DIRECTIONS FOR THIS TASK. Update the entries below by changing every occurrence of "spot a pin" to "place a pin", keeping everything else the same.

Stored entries
** Start **

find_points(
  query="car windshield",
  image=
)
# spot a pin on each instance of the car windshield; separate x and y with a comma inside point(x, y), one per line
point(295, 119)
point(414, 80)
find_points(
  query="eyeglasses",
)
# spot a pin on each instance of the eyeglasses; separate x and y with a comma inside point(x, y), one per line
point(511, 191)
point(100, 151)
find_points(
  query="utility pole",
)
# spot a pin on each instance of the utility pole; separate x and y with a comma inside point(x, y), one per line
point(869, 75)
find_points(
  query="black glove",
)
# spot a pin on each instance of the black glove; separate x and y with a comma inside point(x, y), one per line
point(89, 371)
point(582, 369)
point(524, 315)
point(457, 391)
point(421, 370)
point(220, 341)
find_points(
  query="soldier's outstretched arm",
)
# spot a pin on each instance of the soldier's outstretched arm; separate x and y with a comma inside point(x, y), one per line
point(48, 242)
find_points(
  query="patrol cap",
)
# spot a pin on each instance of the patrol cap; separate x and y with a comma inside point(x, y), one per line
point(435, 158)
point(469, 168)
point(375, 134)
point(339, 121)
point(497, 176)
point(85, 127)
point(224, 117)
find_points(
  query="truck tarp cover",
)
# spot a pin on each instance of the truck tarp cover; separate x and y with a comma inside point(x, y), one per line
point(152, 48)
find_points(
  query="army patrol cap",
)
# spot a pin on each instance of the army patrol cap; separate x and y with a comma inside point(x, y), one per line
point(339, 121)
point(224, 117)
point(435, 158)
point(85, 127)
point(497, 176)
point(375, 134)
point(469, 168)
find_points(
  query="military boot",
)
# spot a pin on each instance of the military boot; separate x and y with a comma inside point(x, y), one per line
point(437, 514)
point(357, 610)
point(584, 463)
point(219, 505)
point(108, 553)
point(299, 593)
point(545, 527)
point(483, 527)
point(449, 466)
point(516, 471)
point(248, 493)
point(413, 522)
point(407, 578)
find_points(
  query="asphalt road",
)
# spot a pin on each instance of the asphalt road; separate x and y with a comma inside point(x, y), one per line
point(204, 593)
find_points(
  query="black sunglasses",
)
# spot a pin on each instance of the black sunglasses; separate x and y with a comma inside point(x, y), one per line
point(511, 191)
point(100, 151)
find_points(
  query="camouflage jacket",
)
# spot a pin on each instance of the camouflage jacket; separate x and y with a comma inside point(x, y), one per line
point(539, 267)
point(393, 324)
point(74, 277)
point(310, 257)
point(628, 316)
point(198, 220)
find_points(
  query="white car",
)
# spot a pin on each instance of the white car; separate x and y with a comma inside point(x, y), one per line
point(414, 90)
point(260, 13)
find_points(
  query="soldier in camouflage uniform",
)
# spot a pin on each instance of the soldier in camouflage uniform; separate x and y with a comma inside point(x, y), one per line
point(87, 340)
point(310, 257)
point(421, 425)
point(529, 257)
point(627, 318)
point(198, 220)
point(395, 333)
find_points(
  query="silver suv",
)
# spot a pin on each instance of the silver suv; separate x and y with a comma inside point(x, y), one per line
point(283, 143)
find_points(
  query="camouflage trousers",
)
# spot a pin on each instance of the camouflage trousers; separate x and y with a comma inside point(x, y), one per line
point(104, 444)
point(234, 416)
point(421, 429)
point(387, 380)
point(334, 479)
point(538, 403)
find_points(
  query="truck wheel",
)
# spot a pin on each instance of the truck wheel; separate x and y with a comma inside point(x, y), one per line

** End **

THE REPLY.
find_points(
  query="car windshield",
  image=
)
# place a pin on each instance of the car windshield; separate x and y with a comma inside point(x, y), one per line
point(295, 119)
point(414, 80)
find_points(
  query="eyeglasses",
)
# place a pin on each instance of the eyeglasses; separate x and y with a comma inside point(x, y), one per line
point(511, 191)
point(100, 151)
find_points(
  query="utility pole",
)
# place a pin on each instance of the utility pole; separate x and y with a comma inside point(x, y), one per line
point(869, 75)
find_points(
  query="black glove",
)
# place a pin on each instance of the black glove; separate x and y with a comma inside point(x, y), one per line
point(89, 371)
point(582, 369)
point(524, 315)
point(457, 391)
point(421, 370)
point(220, 341)
find_points(
  query="soldier's outstretched arm",
)
# place a pin on each instance of the soldier's outstretched arm; separate x and y with a comma inside point(x, y), one per line
point(48, 242)
find_points(
  query="patrol cap",
)
# place a pin on each instance of the patrol cap; separate x and y with a comma inside point(x, y), one per line
point(435, 158)
point(469, 168)
point(375, 134)
point(339, 121)
point(497, 176)
point(85, 127)
point(224, 117)
find_points(
  query="truck tarp cover",
)
# place a pin on each instance of the truck tarp cover; separate x and y with a comma inside point(x, y), one per line
point(152, 48)
find_points(
  query="army patrol cap",
)
# place a pin on each instance of the army patrol cap; separate x and y with a comma inside point(x, y), one per line
point(339, 121)
point(224, 117)
point(435, 158)
point(85, 127)
point(497, 176)
point(375, 134)
point(469, 168)
find_points(
  query="military boot",
)
# place a pin on each instance of the military boot; separate x and y with a comma inside point(x, y), one per line
point(437, 514)
point(357, 610)
point(584, 463)
point(219, 505)
point(108, 553)
point(299, 593)
point(545, 527)
point(483, 527)
point(449, 466)
point(516, 471)
point(248, 493)
point(413, 522)
point(407, 578)
find_points(
  query="asphalt road",
)
# place a pin on each instance of the asphalt road; separate x and y with a comma inside point(x, y), one per line
point(204, 593)
find_points(
  query="black sunglasses",
)
# place a pin on each instance of the black sunglasses; separate x and y with a comma inside point(x, y), one per line
point(511, 191)
point(100, 151)
find_points(
  query="camouflage jacket",
)
# place a pin on each instance of the camouflage jacket; separate x and y with a comma inside point(x, y), one per line
point(539, 267)
point(393, 324)
point(74, 277)
point(310, 257)
point(628, 316)
point(198, 220)
find_points(
  query="white car",
)
# place a pin on each instance of the white car; separate x and y with a comma inside point(x, y), one per line
point(414, 90)
point(260, 13)
find_points(
  query="soldier in camouflage uniform",
)
# place a pin on each instance of the soldier in camouflage uniform; separate x and y with a comma inside point(x, y), one per line
point(87, 340)
point(310, 257)
point(421, 425)
point(529, 257)
point(627, 318)
point(198, 220)
point(395, 333)
find_points(
  query="silver suv",
)
# place a pin on each instance of the silver suv; separate x and y with a comma inside point(x, y), one per line
point(283, 143)
find_points(
  query="camouflage trousers",
)
# place a pin on each instance of the camouflage trousers; separate x and y with a comma inside point(x, y), one per line
point(104, 444)
point(234, 416)
point(421, 429)
point(387, 380)
point(334, 479)
point(538, 403)
find_points(
  query="truck wheel",
)
# place a pin on each instance of the truck wheel; separate x and y with a comma inside point(x, y), one per line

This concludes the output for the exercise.